TASK OBJECTIVE
Convert the records, from the first line through the line containing "(247, 51), (432, 95)", into a JSON list of strings with one string per line, leaving out blank lines.

INFORMATION SHOWN
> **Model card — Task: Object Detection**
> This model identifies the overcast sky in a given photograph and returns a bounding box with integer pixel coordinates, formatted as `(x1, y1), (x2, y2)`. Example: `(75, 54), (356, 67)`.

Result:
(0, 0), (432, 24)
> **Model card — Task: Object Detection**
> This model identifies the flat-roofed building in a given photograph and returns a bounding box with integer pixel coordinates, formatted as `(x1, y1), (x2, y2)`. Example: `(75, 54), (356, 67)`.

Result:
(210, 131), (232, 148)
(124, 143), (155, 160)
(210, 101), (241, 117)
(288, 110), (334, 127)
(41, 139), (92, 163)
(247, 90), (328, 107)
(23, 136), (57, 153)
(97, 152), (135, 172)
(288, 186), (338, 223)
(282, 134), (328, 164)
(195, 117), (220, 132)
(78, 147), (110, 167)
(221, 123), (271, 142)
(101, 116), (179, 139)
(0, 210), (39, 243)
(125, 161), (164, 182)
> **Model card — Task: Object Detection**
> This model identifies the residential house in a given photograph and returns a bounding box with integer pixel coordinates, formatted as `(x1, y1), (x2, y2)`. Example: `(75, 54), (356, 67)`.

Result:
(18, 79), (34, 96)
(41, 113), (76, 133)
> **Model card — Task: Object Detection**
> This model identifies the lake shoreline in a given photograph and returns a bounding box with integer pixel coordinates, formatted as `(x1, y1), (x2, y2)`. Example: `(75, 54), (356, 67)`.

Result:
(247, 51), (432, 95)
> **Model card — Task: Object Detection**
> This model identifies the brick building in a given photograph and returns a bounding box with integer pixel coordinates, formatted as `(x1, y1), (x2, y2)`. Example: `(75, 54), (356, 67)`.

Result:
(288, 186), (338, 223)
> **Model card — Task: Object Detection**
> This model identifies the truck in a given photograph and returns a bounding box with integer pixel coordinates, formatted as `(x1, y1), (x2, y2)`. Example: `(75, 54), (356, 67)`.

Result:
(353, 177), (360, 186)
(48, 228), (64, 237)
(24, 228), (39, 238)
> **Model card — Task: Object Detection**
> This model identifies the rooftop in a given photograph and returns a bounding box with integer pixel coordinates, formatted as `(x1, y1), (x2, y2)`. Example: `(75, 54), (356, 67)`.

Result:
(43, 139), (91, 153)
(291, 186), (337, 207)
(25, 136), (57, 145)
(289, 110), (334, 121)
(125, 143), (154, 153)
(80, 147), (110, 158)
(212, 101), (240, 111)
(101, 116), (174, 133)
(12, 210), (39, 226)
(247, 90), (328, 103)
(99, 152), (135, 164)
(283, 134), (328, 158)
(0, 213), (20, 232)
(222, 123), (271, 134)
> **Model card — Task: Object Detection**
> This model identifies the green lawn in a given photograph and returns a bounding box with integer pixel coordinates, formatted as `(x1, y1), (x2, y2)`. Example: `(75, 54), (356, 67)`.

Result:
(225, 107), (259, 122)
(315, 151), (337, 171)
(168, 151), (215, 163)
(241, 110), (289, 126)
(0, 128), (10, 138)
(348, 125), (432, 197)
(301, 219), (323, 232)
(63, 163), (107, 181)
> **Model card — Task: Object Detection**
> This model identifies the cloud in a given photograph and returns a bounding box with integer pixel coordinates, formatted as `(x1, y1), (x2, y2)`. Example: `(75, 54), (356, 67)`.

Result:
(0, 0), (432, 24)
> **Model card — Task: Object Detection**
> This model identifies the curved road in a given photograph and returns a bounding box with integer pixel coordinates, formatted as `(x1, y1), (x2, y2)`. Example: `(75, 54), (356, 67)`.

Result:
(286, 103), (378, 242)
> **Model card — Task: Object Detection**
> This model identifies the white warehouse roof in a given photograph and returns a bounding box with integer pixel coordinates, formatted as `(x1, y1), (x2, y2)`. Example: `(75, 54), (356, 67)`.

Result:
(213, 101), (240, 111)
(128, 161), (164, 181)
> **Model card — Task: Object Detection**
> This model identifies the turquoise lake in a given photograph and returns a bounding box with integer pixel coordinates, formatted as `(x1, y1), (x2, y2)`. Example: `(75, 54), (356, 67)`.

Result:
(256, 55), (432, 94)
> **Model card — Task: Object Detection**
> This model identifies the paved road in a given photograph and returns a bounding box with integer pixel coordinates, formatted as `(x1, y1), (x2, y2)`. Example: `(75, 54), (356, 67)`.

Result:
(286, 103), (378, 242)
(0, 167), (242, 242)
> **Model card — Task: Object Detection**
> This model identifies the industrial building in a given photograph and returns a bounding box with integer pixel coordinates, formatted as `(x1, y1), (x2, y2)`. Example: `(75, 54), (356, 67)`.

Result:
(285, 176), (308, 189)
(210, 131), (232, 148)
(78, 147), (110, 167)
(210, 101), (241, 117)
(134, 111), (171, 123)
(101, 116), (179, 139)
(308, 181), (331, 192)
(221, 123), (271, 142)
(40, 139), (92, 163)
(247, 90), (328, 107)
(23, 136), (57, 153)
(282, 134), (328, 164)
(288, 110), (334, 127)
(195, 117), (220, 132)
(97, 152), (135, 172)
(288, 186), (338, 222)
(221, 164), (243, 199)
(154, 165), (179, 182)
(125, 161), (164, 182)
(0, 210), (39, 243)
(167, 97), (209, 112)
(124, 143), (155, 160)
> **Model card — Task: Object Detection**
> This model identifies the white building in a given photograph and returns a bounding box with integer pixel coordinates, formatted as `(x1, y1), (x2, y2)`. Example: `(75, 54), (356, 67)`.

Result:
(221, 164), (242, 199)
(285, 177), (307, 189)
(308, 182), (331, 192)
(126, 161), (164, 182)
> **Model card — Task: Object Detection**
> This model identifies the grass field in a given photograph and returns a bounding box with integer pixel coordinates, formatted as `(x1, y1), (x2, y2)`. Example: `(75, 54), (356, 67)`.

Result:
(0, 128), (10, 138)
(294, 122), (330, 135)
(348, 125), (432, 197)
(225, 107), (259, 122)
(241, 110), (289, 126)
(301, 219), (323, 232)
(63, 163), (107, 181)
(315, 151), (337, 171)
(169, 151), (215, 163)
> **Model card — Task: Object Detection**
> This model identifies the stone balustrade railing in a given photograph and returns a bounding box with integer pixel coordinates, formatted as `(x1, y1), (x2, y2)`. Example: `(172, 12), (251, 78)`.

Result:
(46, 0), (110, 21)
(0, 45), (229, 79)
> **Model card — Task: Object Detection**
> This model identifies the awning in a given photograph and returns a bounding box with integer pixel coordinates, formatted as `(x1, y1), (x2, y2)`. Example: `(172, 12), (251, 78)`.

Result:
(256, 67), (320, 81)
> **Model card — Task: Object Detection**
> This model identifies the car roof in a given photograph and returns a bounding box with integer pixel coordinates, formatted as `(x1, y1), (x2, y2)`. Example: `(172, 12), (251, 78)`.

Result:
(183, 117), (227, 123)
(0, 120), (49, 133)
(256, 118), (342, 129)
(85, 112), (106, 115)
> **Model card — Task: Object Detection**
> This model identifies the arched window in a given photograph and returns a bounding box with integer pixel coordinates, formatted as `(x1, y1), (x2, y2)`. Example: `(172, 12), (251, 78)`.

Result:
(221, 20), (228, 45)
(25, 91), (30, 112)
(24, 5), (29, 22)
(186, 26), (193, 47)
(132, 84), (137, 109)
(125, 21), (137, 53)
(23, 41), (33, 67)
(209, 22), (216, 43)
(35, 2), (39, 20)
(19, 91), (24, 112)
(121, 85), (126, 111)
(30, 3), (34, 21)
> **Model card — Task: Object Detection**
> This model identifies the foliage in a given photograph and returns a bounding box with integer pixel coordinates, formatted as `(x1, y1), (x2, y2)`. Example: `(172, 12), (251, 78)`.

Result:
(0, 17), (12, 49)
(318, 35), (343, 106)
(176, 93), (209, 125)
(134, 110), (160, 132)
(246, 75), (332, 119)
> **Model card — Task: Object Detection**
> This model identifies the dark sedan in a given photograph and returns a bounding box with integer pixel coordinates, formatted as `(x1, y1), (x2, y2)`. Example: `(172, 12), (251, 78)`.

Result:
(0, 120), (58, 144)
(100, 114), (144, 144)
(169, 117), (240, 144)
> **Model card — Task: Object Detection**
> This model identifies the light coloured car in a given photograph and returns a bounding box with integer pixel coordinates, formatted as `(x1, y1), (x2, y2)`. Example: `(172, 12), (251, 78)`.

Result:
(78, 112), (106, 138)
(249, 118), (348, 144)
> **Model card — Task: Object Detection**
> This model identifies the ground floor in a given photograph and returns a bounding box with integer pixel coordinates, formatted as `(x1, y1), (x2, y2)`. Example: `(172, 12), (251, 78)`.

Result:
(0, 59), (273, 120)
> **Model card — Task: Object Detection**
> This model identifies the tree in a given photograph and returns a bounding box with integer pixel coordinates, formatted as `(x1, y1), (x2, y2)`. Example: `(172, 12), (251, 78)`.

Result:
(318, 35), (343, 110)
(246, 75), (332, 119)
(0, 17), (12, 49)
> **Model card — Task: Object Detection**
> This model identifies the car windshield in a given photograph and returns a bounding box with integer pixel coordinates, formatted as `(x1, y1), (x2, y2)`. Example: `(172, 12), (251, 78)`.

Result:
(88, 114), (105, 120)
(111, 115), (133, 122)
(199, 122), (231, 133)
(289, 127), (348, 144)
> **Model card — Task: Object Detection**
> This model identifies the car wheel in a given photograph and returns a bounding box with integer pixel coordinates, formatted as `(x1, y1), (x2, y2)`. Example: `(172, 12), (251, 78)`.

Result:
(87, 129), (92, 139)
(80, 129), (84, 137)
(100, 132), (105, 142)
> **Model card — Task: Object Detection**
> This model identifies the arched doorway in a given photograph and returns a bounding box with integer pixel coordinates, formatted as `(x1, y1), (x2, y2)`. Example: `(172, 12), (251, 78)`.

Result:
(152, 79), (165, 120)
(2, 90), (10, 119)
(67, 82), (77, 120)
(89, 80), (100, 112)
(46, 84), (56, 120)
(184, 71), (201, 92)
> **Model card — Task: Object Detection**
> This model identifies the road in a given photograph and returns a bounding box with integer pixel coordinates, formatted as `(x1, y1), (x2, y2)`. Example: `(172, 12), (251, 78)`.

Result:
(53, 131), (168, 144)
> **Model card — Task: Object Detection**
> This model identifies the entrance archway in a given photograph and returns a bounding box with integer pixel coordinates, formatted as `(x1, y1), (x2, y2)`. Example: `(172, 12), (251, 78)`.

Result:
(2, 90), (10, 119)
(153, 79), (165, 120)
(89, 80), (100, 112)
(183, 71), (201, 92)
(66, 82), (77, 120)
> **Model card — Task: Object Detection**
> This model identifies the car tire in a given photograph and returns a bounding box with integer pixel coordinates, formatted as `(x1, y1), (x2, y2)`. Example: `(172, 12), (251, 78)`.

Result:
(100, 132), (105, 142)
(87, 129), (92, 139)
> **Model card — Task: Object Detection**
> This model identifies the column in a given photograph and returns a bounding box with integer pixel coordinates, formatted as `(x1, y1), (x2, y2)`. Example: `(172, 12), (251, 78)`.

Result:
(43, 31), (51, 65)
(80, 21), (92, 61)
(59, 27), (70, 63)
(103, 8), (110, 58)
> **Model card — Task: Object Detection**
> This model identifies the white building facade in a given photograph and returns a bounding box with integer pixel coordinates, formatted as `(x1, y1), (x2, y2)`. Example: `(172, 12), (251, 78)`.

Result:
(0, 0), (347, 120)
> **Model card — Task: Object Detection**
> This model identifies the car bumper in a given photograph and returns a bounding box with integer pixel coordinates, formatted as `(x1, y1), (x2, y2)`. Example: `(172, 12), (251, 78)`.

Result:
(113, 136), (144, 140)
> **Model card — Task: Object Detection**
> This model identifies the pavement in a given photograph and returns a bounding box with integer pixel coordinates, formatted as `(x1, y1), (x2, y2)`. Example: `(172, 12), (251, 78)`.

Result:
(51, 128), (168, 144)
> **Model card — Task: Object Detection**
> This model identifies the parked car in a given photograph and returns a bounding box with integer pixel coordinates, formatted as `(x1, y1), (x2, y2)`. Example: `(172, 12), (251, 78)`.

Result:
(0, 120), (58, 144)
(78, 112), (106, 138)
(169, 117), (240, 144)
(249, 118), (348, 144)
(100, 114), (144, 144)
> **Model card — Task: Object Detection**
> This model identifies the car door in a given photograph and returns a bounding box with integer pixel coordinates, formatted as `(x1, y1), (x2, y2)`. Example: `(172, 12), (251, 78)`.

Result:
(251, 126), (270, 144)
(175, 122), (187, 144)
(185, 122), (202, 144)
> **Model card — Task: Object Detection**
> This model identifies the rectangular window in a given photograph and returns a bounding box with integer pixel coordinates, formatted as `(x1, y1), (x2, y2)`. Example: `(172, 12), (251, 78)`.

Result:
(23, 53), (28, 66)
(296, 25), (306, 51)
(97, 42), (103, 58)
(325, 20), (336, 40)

RESPONSE
[
  "> **Model card — Task: Object Detection**",
  "> This model identifies the overcast sky in a given photograph and returns a bounding box with integer pixel coordinates, formatted as `(x1, y1), (x2, y2)`. Example: `(75, 54), (356, 67)`.",
  "Result:",
  "(0, 0), (432, 24)",
  "> **Model card — Task: Object Detection**",
  "> This model identifies the flat-roofed building in a given photograph and returns a bounding box with integer pixel coordinates, formatted as `(x1, y1), (x2, y2)`. Example: `(75, 54), (356, 67)`.",
  "Result:",
  "(210, 131), (232, 148)",
  "(124, 143), (155, 160)",
  "(210, 101), (241, 117)",
  "(288, 110), (334, 127)",
  "(41, 139), (92, 163)",
  "(247, 90), (328, 107)",
  "(23, 136), (57, 153)",
  "(97, 152), (135, 172)",
  "(288, 186), (338, 223)",
  "(282, 134), (328, 164)",
  "(195, 117), (220, 132)",
  "(78, 147), (110, 167)",
  "(221, 123), (271, 142)",
  "(101, 116), (179, 139)",
  "(0, 210), (39, 243)",
  "(125, 161), (164, 182)",
  "> **Model card — Task: Object Detection**",
  "> This model identifies the residential house in a given photograph and returns a bounding box with integer pixel coordinates, formatted as `(x1, y1), (x2, y2)`. Example: `(75, 54), (356, 67)`.",
  "Result:",
  "(18, 79), (34, 96)",
  "(41, 113), (76, 133)",
  "> **Model card — Task: Object Detection**",
  "> This model identifies the lake shoreline in a given photograph and returns a bounding box with integer pixel coordinates, formatted as `(x1, y1), (x2, y2)`. Example: `(75, 54), (356, 67)`.",
  "Result:",
  "(247, 51), (432, 95)"
]